ANFORDERUNG
Schreibe bitte aus dem folgenden Text über König Midas den Abschnitt wortgetreu ab, der bei „Doch Midas war“ beginnt und bei „unbekannten Reiches verborgen.“ endet.

AUSZUG ZUM LESEN
König Midas, hier rechts mit Eselsohren von Sandro Botticelli in seinem Gemälde "Die Verleumdung des Apelles" (1495) dargestellt.
Foto: Aiva/Archiv

Sein Reichtum war in der Welt der Antike legendär, in die griechische Mythologie ging er als jemand ein, der alles, was er berührte, in Gold verwandelte: Aber König Midas war auch wegen seiner Gier und seiner Dummheit berüchtigt. So soll ihm etwa Gott Apollo wegen einer Fehlentscheidung bei einem musikalischen Wettstreit Eselsohren verpasst haben.

Die schmachvolle Verunstaltung verbarg Midas unter seiner Mütze, um sie geheim zu halten. Doch über Umwege bekamen Schilf und Binsen an einem Fluss Wind davon und verbreiteten die Nachricht von Midas' langen Ohren in alle Welt. Die Anekdote zeigt übrigens auch, dass bereits das Altertum den noch heute verwendeten Ausdruck für eine allgemein bekannte Information kannte: die Binsenweisheit.

Doch Midas war nicht nur eine Sagenfigur. Die mythischen Erzählungen dürften auf zumindest einen historischen Herrscher zurückgehen, der in der zweiten Hälfte des 8. Jahrhunderts vor unserer Zeitrechnung im heutigen Kleinasien das phrygische Reich von seiner Hauptstadt Gordion aus regierte. Vermutlich gab es sogar mehrere Könige dieses Namens – das geht aus griechischen und assyrischen Schriftquellen hervor.

Ein spannender archäologischer Fund in Anatolien verrät nun, welches Schicksal den legendären Midas einst ereilt haben dürfte. Mehr noch: Die Entdeckung verweist womöglich auf die Existenz eines bisher unbekannten antiken Reichs.

Im Inneren des Siedlungshügels Türkmen-Karahöyük liegt möglicherweise die Hauptstadt eines bisher unbekannten Reiches verborgen.

DATENSATZ
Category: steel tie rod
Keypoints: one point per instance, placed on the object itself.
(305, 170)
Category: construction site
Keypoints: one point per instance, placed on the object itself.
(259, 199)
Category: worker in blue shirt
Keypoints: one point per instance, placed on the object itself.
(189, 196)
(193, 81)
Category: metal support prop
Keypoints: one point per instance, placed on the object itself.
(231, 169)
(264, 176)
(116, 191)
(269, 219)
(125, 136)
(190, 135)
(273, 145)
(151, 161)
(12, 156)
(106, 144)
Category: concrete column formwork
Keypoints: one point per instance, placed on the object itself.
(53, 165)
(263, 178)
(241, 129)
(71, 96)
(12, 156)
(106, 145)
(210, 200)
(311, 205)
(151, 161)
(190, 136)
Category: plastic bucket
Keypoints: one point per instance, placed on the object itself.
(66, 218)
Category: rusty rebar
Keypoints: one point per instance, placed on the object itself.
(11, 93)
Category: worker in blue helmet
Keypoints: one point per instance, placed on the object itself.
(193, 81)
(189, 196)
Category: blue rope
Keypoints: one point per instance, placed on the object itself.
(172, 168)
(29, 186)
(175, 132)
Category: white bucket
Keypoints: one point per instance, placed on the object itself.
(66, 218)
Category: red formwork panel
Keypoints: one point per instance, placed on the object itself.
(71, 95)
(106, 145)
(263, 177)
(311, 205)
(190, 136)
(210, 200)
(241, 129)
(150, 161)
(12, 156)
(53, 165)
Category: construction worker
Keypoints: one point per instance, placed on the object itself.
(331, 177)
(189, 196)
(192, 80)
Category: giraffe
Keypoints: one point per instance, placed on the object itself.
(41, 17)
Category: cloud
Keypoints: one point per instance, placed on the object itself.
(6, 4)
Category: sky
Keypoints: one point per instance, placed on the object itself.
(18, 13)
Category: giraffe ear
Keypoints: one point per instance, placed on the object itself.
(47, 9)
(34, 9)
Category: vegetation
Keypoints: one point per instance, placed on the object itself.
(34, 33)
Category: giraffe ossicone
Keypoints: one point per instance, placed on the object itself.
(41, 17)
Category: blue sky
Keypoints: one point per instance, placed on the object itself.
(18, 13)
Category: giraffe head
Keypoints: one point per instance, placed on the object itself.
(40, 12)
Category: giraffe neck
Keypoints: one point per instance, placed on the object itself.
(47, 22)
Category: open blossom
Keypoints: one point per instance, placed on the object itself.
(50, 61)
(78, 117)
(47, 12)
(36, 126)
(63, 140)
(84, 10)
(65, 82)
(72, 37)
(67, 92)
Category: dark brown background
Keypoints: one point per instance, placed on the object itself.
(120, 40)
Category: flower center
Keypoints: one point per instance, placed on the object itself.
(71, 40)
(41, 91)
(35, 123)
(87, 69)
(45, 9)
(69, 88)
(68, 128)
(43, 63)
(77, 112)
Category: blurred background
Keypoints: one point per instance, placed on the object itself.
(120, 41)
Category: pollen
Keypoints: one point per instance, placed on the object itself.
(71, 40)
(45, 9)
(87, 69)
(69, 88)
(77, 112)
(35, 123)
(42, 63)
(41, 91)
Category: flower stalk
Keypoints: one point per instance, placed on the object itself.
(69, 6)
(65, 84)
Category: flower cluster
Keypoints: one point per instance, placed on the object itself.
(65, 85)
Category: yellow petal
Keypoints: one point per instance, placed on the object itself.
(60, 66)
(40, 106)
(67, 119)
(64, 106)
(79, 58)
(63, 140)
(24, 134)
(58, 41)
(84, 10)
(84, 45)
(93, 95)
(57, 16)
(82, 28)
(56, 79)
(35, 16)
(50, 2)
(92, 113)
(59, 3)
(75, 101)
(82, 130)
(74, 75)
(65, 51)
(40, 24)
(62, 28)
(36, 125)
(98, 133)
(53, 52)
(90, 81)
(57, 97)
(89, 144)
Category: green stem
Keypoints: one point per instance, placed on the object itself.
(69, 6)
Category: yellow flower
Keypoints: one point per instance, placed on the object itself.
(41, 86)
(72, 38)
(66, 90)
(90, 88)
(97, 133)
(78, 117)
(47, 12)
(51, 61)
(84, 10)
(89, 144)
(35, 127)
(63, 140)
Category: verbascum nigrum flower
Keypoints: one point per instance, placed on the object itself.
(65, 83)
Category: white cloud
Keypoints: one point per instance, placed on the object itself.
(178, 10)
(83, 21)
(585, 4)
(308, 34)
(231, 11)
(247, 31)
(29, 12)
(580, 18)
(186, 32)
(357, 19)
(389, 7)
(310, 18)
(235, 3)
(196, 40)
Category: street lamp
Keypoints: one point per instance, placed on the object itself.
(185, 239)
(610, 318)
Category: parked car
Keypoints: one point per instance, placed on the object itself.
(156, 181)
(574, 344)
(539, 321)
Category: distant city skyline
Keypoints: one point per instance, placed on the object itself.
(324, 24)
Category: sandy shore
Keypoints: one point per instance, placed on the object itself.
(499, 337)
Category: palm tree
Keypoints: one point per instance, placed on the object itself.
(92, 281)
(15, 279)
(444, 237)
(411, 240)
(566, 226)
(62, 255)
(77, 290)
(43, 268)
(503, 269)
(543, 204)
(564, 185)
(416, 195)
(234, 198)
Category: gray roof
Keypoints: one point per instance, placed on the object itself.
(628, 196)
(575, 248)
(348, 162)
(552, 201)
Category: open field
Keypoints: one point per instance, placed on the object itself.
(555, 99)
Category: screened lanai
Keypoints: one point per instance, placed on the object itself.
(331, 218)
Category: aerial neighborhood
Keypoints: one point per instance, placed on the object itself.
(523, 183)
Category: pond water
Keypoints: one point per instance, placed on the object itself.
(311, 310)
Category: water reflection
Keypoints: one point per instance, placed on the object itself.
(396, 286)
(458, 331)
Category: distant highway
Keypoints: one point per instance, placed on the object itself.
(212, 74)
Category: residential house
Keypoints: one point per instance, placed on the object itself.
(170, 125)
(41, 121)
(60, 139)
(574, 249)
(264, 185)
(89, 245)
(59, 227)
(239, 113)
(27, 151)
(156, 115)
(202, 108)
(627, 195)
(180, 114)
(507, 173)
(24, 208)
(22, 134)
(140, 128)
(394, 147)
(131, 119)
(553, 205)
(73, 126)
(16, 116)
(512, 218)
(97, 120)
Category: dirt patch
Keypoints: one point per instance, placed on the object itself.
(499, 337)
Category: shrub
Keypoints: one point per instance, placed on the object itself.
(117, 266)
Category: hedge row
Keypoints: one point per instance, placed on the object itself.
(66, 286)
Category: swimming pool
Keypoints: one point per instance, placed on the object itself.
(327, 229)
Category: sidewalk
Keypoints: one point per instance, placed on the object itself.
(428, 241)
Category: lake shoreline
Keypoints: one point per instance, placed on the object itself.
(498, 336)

LÖSUNG DER AUFGABE
Doch Midas war nicht nur eine Sagenfigur. Die mythischen Erzählungen dürften auf zumindest einen historischen Herrscher zurückgehen, der in der zweiten Hälfte des 8. Jahrhunderts vor unserer Zeitrechnung im heutigen Kleinasien das phrygische Reich von seiner Hauptstadt Gordion aus regierte. Vermutlich gab es sogar mehrere Könige dieses Namens – das geht aus griechischen und assyrischen Schriftquellen hervor.

Ein spannender archäologischer Fund in Anatolien verrät nun, welches Schicksal den legendären Midas einst ereilt haben dürfte. Mehr noch: Die Entdeckung verweist womöglich auf die Existenz eines bisher unbekannten antiken Reichs.

Im Inneren des Siedlungshügels Türkmen-Karahöyük liegt möglicherweise die Hauptstadt eines bisher unbekannten Reiches verborgen.